··· Working data ···
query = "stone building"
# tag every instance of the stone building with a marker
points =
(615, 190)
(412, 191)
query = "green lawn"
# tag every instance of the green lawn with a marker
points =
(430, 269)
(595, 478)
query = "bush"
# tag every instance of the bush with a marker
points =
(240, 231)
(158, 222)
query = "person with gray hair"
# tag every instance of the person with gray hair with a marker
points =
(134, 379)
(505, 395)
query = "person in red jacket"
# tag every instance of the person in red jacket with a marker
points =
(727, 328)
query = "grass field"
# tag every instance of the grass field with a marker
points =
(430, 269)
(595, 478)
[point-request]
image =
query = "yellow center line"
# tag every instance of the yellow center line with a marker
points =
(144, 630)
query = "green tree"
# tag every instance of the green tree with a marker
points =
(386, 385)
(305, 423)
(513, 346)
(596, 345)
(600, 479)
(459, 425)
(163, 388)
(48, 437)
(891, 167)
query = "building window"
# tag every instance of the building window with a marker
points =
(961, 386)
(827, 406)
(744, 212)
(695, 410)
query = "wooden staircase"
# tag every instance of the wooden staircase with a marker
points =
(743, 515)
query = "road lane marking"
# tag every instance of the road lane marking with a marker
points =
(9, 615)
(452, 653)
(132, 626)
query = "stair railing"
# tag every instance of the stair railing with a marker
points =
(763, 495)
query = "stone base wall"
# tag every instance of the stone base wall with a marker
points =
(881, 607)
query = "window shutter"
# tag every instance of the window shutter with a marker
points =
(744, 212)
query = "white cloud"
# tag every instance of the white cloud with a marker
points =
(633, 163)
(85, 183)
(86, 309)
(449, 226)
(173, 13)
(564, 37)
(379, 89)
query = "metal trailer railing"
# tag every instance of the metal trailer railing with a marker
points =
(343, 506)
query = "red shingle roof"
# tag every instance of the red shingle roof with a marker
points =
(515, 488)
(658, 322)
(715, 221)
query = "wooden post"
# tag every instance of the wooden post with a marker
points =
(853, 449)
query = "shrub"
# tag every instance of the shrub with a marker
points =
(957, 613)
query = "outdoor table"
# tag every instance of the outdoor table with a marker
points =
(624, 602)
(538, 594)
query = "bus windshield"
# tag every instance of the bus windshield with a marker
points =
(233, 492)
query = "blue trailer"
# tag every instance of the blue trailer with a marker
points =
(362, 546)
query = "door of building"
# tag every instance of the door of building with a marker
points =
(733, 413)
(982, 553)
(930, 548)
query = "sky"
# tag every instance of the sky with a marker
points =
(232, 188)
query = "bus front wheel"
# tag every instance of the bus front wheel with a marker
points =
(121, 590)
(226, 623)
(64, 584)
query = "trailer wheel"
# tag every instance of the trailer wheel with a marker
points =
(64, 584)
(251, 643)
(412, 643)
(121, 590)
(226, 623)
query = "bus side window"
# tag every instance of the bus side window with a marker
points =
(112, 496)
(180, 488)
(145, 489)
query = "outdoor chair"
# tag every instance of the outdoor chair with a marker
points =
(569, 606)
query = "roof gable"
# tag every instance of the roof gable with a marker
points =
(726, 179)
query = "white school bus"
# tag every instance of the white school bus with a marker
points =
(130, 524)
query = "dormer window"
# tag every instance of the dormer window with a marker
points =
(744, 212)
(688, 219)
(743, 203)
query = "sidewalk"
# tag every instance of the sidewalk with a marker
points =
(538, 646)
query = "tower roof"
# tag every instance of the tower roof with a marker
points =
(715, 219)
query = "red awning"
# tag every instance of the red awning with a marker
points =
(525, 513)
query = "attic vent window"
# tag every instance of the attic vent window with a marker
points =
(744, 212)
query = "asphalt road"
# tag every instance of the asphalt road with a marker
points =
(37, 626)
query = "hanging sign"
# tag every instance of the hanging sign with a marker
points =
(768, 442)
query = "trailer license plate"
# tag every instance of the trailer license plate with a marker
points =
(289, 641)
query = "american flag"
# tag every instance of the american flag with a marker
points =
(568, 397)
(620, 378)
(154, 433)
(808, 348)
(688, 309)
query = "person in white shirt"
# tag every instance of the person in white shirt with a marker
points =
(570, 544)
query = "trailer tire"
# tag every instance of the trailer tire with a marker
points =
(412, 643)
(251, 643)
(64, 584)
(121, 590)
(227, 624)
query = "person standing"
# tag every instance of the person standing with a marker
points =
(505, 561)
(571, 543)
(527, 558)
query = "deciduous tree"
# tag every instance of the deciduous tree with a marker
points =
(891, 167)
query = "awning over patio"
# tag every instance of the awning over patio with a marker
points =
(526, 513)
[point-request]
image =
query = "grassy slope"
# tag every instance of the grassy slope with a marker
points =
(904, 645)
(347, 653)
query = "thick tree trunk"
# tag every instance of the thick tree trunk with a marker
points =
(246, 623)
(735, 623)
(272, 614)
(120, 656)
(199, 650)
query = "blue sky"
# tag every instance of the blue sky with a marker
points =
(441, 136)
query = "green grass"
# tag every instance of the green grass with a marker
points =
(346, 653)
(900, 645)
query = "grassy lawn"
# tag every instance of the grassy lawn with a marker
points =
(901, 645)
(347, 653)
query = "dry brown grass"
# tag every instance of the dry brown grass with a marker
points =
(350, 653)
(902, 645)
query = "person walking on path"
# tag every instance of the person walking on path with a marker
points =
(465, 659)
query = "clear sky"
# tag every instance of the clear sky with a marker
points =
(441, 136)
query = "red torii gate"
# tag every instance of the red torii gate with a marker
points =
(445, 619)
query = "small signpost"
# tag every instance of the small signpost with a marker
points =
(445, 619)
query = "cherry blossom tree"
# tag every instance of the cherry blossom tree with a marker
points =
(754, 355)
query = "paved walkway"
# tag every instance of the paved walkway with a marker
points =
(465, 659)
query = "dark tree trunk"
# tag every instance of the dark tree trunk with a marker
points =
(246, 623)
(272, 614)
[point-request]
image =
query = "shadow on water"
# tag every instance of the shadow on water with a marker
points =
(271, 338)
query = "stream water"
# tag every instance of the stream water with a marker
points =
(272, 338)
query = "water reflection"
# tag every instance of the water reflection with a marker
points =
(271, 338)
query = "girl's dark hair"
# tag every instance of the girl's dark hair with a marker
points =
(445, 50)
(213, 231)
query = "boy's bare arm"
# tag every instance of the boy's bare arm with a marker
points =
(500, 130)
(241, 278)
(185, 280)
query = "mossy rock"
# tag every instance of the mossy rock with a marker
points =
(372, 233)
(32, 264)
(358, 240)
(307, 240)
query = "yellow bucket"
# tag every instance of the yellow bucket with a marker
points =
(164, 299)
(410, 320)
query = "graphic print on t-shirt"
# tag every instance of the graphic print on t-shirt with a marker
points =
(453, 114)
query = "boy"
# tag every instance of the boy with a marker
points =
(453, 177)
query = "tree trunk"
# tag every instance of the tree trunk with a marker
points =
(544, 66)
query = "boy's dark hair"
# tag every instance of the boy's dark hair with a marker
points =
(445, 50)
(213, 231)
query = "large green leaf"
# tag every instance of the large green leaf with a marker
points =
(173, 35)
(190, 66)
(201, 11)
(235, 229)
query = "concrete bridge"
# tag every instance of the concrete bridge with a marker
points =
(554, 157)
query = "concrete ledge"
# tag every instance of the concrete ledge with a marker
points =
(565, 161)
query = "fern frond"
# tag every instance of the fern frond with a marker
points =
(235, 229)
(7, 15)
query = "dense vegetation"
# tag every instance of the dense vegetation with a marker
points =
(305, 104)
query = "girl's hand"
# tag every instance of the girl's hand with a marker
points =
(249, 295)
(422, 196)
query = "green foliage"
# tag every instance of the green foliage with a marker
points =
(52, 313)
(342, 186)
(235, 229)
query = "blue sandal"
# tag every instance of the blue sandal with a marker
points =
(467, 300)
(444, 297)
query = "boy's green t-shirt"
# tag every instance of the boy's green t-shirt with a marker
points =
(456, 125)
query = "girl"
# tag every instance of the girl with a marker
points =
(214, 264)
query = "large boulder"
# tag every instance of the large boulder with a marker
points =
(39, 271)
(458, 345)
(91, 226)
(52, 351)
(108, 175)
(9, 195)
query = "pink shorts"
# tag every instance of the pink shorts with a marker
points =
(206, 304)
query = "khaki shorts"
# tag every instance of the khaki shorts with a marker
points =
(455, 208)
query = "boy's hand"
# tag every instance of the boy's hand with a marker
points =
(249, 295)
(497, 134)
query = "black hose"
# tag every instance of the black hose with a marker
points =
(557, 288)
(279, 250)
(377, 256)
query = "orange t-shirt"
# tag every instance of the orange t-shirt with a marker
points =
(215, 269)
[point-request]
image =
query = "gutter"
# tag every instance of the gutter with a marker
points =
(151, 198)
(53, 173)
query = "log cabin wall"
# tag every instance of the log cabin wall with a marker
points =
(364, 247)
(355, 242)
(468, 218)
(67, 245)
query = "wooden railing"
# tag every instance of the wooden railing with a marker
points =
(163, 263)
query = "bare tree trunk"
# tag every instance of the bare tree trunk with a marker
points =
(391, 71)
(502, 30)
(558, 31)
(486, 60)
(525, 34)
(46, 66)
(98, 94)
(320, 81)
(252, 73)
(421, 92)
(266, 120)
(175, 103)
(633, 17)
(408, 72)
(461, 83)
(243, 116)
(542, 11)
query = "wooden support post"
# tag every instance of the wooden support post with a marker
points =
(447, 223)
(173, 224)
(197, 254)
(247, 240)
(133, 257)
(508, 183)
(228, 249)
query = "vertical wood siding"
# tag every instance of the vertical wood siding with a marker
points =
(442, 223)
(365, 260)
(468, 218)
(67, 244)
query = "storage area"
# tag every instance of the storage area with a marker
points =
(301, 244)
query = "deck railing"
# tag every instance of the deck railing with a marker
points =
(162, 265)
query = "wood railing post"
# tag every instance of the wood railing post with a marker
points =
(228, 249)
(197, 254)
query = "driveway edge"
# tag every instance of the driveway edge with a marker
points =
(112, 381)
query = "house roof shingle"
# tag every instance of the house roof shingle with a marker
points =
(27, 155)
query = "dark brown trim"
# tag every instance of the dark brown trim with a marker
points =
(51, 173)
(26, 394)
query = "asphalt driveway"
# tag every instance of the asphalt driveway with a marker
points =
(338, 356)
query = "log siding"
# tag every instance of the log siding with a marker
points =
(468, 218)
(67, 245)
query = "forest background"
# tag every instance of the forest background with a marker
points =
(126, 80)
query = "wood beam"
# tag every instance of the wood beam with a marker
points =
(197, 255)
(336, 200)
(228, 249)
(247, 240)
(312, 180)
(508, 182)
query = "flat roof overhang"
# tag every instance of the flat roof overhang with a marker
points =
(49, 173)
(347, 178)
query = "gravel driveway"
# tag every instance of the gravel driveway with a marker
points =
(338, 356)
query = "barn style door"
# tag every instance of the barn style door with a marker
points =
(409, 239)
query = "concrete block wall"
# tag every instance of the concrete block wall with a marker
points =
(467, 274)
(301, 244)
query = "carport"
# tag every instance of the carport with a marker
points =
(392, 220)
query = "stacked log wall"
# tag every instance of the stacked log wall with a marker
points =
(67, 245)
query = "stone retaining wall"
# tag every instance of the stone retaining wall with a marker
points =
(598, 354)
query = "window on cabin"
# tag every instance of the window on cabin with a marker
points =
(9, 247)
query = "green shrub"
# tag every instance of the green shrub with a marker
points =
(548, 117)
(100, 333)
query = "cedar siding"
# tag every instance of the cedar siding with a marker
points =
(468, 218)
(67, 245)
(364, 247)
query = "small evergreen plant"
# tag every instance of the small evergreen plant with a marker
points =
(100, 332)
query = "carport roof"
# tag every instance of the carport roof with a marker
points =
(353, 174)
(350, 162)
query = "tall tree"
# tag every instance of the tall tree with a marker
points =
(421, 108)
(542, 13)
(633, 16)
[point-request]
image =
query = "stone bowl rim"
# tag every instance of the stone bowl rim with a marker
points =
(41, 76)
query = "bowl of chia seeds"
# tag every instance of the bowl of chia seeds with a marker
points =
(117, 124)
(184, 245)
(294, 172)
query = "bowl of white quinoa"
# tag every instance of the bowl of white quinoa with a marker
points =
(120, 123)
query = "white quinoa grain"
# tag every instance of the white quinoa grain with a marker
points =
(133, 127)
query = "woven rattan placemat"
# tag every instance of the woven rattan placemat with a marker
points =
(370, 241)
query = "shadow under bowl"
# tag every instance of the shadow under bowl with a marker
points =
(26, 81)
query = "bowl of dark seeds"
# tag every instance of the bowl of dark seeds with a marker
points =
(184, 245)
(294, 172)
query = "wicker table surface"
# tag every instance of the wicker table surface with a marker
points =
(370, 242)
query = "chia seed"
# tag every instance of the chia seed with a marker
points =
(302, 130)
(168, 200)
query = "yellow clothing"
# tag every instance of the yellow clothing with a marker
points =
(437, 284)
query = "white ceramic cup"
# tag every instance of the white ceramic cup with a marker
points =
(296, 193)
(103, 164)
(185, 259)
···
Do this: Gather every line in the items above that contains the string "leaf". Case counts when matching.

Exercise answer:
query = "large green leaf"
# tag every instance of the large green leaf with a marker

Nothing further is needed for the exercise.